* WORK TASK
Return each line, exactly as given, from the one containing "Target: wet pavement" through the end of the entries below, and skip the rest.

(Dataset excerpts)
========================================================================

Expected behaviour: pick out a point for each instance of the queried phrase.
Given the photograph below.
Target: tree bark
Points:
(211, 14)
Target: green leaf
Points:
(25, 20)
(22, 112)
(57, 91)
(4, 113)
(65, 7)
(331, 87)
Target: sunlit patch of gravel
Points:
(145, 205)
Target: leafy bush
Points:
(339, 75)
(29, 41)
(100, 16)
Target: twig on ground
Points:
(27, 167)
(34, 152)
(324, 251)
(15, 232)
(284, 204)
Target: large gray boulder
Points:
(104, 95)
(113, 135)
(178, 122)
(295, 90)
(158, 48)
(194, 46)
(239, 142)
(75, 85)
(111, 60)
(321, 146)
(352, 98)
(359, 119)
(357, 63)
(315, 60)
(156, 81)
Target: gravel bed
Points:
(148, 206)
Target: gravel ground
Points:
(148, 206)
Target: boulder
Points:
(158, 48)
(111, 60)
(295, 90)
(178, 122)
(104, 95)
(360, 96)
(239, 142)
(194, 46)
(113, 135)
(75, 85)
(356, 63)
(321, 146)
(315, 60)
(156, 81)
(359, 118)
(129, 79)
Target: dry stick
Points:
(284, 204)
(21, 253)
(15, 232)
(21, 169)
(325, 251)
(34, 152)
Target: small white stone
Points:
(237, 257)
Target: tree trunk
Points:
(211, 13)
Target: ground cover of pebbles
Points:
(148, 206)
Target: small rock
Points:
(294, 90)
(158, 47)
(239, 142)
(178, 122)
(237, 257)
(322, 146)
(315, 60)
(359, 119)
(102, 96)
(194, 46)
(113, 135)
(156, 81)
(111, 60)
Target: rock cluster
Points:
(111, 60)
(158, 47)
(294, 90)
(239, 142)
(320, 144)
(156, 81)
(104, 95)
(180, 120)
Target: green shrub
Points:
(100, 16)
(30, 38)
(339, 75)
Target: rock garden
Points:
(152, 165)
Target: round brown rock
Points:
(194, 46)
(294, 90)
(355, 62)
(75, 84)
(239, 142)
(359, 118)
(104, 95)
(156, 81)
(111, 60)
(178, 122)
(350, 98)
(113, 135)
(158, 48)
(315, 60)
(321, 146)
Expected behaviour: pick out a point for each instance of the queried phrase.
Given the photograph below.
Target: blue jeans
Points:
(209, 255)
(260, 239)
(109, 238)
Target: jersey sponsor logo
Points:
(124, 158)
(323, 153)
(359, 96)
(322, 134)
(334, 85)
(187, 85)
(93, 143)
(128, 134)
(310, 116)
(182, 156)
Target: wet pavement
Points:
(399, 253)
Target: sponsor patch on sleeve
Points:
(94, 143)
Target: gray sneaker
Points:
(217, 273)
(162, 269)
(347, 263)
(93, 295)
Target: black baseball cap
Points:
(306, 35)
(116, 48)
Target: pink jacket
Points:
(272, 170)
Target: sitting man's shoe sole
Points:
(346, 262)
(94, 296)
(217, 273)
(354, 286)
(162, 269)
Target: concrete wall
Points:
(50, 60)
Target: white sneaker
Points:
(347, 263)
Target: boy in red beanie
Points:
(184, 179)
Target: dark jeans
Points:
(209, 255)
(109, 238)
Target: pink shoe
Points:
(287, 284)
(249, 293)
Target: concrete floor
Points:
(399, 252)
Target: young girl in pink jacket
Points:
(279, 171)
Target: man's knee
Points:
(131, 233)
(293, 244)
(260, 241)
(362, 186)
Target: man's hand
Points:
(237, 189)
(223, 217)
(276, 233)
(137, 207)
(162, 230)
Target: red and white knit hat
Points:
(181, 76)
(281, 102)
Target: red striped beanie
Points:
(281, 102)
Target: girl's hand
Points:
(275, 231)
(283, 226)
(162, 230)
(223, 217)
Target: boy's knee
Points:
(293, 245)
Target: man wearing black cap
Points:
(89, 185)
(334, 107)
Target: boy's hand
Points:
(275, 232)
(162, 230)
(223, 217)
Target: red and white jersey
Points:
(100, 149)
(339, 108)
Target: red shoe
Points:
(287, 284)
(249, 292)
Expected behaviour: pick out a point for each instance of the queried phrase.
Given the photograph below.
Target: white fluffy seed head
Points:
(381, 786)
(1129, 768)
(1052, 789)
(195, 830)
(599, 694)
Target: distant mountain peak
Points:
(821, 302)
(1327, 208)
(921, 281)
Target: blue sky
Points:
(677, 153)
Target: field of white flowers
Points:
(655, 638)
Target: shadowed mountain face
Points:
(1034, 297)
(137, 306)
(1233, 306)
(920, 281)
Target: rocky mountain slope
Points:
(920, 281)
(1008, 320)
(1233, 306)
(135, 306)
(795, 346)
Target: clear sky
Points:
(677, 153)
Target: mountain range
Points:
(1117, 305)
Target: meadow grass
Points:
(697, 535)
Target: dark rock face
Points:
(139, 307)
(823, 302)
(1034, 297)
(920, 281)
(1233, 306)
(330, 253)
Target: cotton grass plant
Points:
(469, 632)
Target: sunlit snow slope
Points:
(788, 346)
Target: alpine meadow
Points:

========================================================================

* OUTPUT OF THE EXERCISE
Target: wet pavement
Points:
(399, 253)
Target: sponsor patch on sleeve
Points:
(94, 143)
Target: gray sneaker
Points:
(217, 273)
(162, 269)
(347, 263)
(93, 295)
Target: black baseball cap
Points:
(306, 35)
(116, 48)
Target: pink jacket
Points:
(272, 170)
Target: sitting man's shoe sole
Points:
(346, 262)
(94, 296)
(217, 273)
(354, 286)
(162, 269)
Target: concrete wall
Points:
(50, 60)
Target: white sneaker
Points:
(347, 263)
Target: boy in red beanie
Points:
(184, 179)
Target: dark jeans
Points:
(209, 255)
(109, 238)
Target: pink shoe
Points:
(287, 284)
(249, 293)
Target: concrete floor
Points:
(399, 252)
Target: young girl in pink jacket
Points:
(279, 171)
Target: man's knee
Points:
(131, 233)
(293, 244)
(260, 241)
(362, 186)
Target: man's hand
Points:
(237, 189)
(223, 217)
(276, 233)
(137, 207)
(162, 230)
Target: red and white knit hat
Points:
(181, 76)
(281, 102)
Target: red striped beanie
Points:
(281, 102)
Target: girl's hand
Points:
(275, 231)
(283, 226)
(162, 230)
(223, 217)
Target: boy's knee
Points:
(293, 245)
Target: man wearing black cap
Points:
(89, 185)
(334, 107)
Target: boy's hand
Points:
(275, 232)
(162, 230)
(223, 217)
Target: red and white jersey
Points:
(100, 149)
(339, 108)
Target: red shoe
Points:
(287, 284)
(249, 292)
Expected behaviour: pick out a point for each instance of the queried phrase.
Given the photograph below.
Target: white fluffy seed head
Points:
(381, 786)
(1129, 768)
(1052, 789)
(195, 830)
(599, 694)
Target: distant mountain peak
Points:
(821, 302)
(1327, 208)
(921, 281)
Target: blue sky
Points:
(677, 153)
Target: field of white flowers
Points:
(655, 638)
Target: shadowed mountain face
Points:
(1034, 297)
(137, 306)
(1233, 306)
(920, 281)
Target: rocky mountain slope
Points:
(920, 281)
(1008, 320)
(1233, 306)
(135, 306)
(795, 346)
Target: clear sky
Points:
(677, 153)
Target: mountain range
Points:
(1117, 305)
Target: meadow grass
Points:
(697, 535)
Target: dark rock face
Points:
(139, 307)
(823, 302)
(1034, 297)
(920, 281)
(1233, 306)
(330, 253)
Target: cotton grass plant
Points:
(469, 632)
Target: sunlit snow slope
Points:
(788, 346)
Target: alpine meadow
Points:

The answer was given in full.